WHAT THIS TASK INVOLVES ▸
Your answer should be the entries below, reproduced character for character.

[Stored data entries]
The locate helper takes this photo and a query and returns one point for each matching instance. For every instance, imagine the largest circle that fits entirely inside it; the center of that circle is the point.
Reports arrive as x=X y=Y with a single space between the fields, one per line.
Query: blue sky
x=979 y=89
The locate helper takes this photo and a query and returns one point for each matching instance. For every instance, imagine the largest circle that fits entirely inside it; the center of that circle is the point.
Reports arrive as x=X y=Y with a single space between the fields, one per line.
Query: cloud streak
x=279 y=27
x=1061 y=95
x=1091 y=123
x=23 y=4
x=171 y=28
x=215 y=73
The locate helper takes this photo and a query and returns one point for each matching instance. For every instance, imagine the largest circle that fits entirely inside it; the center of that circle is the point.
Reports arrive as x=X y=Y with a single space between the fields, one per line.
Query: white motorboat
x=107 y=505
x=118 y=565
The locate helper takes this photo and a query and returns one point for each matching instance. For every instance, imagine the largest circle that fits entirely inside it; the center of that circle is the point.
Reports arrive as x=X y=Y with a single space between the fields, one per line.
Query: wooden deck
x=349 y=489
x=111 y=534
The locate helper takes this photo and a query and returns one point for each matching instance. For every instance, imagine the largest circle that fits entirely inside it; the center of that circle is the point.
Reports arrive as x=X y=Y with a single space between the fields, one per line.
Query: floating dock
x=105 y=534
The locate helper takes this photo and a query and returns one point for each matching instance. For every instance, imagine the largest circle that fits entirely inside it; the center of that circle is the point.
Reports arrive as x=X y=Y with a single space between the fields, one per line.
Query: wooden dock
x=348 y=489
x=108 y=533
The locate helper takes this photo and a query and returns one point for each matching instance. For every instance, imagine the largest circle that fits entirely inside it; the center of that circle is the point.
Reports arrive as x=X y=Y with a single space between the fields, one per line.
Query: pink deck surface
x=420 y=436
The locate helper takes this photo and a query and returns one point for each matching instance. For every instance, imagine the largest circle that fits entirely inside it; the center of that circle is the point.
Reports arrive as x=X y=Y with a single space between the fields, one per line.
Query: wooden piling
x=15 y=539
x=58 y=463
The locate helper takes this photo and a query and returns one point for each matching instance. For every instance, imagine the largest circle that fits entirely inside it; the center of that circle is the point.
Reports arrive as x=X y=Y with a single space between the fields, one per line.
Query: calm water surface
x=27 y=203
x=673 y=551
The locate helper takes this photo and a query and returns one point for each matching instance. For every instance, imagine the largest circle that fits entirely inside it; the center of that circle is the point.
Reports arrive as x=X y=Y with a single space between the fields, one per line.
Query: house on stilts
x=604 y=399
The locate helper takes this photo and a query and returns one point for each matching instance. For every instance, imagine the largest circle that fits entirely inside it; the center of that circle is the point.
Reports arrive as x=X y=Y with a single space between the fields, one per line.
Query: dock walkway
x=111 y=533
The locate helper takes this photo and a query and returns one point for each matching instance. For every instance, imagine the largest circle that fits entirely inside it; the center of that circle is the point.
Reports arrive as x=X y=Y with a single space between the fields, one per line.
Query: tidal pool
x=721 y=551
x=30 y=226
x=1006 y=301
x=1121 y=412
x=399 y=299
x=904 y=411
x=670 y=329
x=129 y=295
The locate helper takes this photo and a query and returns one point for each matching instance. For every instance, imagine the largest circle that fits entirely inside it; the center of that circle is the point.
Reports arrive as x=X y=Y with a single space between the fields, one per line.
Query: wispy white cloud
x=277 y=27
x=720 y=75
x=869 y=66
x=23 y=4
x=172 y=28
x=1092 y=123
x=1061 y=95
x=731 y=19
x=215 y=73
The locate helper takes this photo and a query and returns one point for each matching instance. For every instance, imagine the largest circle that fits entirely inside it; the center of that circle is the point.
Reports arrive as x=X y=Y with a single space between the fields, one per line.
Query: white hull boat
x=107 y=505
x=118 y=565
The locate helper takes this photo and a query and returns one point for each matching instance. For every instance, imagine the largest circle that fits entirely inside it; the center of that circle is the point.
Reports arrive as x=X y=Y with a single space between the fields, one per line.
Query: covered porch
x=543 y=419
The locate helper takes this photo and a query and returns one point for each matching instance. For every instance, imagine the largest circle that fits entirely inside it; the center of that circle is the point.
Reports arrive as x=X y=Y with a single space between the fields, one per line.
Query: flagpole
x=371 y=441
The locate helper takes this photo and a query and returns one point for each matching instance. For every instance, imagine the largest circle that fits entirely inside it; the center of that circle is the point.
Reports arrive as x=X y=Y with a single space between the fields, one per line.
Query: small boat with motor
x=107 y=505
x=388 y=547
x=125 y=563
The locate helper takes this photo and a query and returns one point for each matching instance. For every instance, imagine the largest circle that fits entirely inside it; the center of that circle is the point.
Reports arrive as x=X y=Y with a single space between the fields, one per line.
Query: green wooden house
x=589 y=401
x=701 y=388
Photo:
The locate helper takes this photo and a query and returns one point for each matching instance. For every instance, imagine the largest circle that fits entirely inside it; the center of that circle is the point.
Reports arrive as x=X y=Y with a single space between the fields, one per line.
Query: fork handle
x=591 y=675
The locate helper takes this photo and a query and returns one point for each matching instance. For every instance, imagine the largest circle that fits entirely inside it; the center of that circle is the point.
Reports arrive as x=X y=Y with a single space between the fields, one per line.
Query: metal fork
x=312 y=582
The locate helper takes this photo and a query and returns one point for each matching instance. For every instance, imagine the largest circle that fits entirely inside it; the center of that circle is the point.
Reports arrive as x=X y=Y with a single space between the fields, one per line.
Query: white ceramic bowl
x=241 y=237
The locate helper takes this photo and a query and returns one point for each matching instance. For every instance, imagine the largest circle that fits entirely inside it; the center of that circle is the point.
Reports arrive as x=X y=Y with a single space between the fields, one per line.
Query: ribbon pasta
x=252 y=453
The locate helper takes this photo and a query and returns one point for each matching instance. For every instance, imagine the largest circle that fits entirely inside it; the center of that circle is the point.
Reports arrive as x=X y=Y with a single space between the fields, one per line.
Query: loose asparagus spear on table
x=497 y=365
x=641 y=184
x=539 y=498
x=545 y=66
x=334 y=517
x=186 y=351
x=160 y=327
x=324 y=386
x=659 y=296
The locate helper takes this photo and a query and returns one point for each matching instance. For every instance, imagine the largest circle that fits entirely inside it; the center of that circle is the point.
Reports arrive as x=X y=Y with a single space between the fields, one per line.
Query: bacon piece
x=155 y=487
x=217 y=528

WRITTEN SOLUTION ▸
The locate helper takes this photo and a query and returns one point for each matching instance. For every instance, imagine the largest circle that fits entirely inside it; the center of that circle is the point.
Reports arrive as x=X y=Y with a single space between the fields, one per line.
Query: blue sky
x=979 y=89
The locate helper takes this photo and a query and returns one point for each matching instance. For every instance, imagine the largest circle that fits entirely inside it; the center of that circle is the point.
Reports arrive as x=X y=Y with a single space between the fields, one per line.
Query: cloud streak
x=279 y=27
x=1061 y=95
x=1091 y=123
x=23 y=4
x=171 y=28
x=215 y=73
The locate helper takes this photo and a query and returns one point for each matching instance. For every instance, imagine the largest circle that fits entirely inside it; the center of that circle is the point.
Reports arrive as x=X y=Y with a single space between the fields, one per line.
Query: white motorboat
x=107 y=505
x=118 y=565
The locate helper takes this photo and a query and returns one point for each matching instance. For every instance, imagine the largest circle that fits entirely inside it; the center of that circle is the point.
Reports arrive as x=X y=Y with a single space between the fields, one per line.
Query: wooden deck
x=349 y=489
x=111 y=534
The locate helper takes this photo and a query and returns one point for each matching instance. For every instance, imagine the largest circle that fits entirely inside it; the center of that circle is the point.
Reports arrive as x=X y=Y with a single space between the fields, one per line.
Query: floating dock
x=105 y=534
The locate helper takes this photo and a query and returns one point for each matching instance. For every instance, imagine the largest circle that fits entirely inside it; the center of that circle is the point.
Reports arrive as x=X y=Y with a single space between the fields, one per line.
Query: wooden dock
x=348 y=489
x=108 y=533
The locate helper takes this photo and a query and returns one point for each matching instance. For every instance, imagine the largest circle that fits entirely inside it; the center of that circle is the point.
Reports arrive as x=X y=Y with a single space between the fields, one per line.
Query: pink deck surface
x=420 y=436
The locate helper takes this photo and a query and returns one point for each matching instance. For every instance, imagine the largest circle that fits entirely inside it; the center of that circle is the point.
Reports arrive as x=X y=Y with a single space between the fields, one per line.
Query: wooden piling
x=15 y=539
x=58 y=463
The locate helper takes this photo and a query and returns one point for each matching instance. For every instance, imagine the largest circle that fits entirely inside it; the center of that circle is the point.
Reports arrive as x=X y=Y with a single space between the fields, one per line.
Query: calm water surface
x=27 y=203
x=673 y=551
The locate helper takes this photo and a query and returns one point for each matching instance. For every instance, imagine the largest circle that fits entirely inside it; the center of that circle is the point.
Reports arrive as x=X y=Y with a single space between the fields, one per line.
Query: house on stilts
x=604 y=399
The locate helper takes this photo and a query and returns one point for each matching instance. For every instance, imagine the largest circle that fits entirely inside it; the center of that circle is the point.
Reports arrive as x=X y=Y with a single space between the fields, one per line.
Query: dock walkway
x=111 y=533
The locate helper takes this photo and a query and returns one point for each matching instance. For every instance, imagine the largest circle that fits entirely inside it; the center of that circle is the point.
Reports arrive as x=X y=Y with a single space between the fields, one per line.
Query: tidal pool
x=721 y=551
x=30 y=226
x=1006 y=301
x=1121 y=412
x=399 y=299
x=904 y=411
x=670 y=329
x=129 y=295
The locate helper takes this photo and a query and returns one point for each matching instance. For every instance, imagine the largest circle that fits entirely inside it; the center of that circle is the point.
Reports arrive as x=X y=Y with a single space between the fields, one per line.
Query: wispy white cloud
x=277 y=27
x=720 y=75
x=869 y=66
x=23 y=4
x=172 y=28
x=1092 y=123
x=1061 y=95
x=731 y=19
x=215 y=73
The locate helper takes this photo and a query and returns one point for each matching instance. For every instance, imagine the largest circle that fits entirely inside it; the center of that circle is the point.
Reports arrive as x=X y=Y with a single space between the fields, one per line.
Query: white hull boat
x=107 y=505
x=118 y=565
The locate helper takes this photo and a query and returns one point for each matching instance. For every instance, imagine the largest circle that fits entirely inside it; the center of that circle is the point.
Reports arrive as x=X y=Y with a single space between the fields, one per line.
Query: covered porch
x=543 y=419
The locate helper takes this photo and a query and returns one point for each matching instance. For every instance, imagine the largest circle that fits entirely inside it; the center of that circle is the point.
Reports arrive as x=X y=Y with a single space between the fields, one per line.
Query: flagpole
x=371 y=441
The locate helper takes this photo and a query and returns one point for each matching instance. For every instance, imagine the largest circle that fits entirely inside it; the center of that circle is the point.
Reports arrive as x=X y=Y with a single space between the fields, one per line.
Query: small boat with motor
x=107 y=505
x=388 y=547
x=125 y=563
The locate helper takes this photo and a query and returns one point for each matching instance. For every instance, imagine the largest circle that fits entirely inside it; the center of that circle is the point.
Reports arrive as x=X y=Y with a single space between the fields, one per line.
Query: green wooden house
x=589 y=401
x=701 y=388
Photo:
The locate helper takes this photo and a query and returns one point for each matching instance. For every instance, imagine the largest circle that fits entirely inside it; the center of that circle is the point.
Reports arrive as x=X y=Y with a single space between the fields, one per line.
Query: fork handle
x=591 y=675
The locate helper takes this photo and a query and returns one point for each matching instance. For every instance, imagine the largest circle that fits entirely inside it; the center of that circle is the point.
Reports arrive as x=X y=Y with a single space between the fields, one per line.
Query: metal fork
x=312 y=582
The locate helper takes this photo and a query and returns one point for each matching instance. For every instance, imagine the largest circle that fits entirely inside it; the center of that circle is the point.
Reports arrive as x=X y=Y with a single space between the fields, one per line.
Query: white ceramic bowl
x=241 y=237
The locate helper takes this photo and a query and returns one point for each matching instance. For every instance, imagine the largest circle that fits entirely inside it; the center of that circle is the point.
Reports arrive as x=X y=Y with a single space between the fields, one per line.
Query: ribbon pasta
x=252 y=453
The locate helper takes this photo and a query and returns one point for each matching instance. For every instance, imagine the largest circle that fits entirely inside it; the center of that circle is the point.
Reports arrive as x=X y=Y with a single space between the fields, one per line.
Query: loose asparagus spear on table
x=497 y=365
x=641 y=184
x=539 y=498
x=545 y=66
x=334 y=517
x=186 y=351
x=160 y=327
x=324 y=386
x=659 y=296
The locate helper takes this photo and a query and returns one point for each matching instance. For every instance, imagine the largest circle that fits entirely inside it; the center of that circle is the point.
Reports arrive as x=X y=Y with a single space between the fields, one per line.
Query: bacon piece
x=155 y=487
x=217 y=528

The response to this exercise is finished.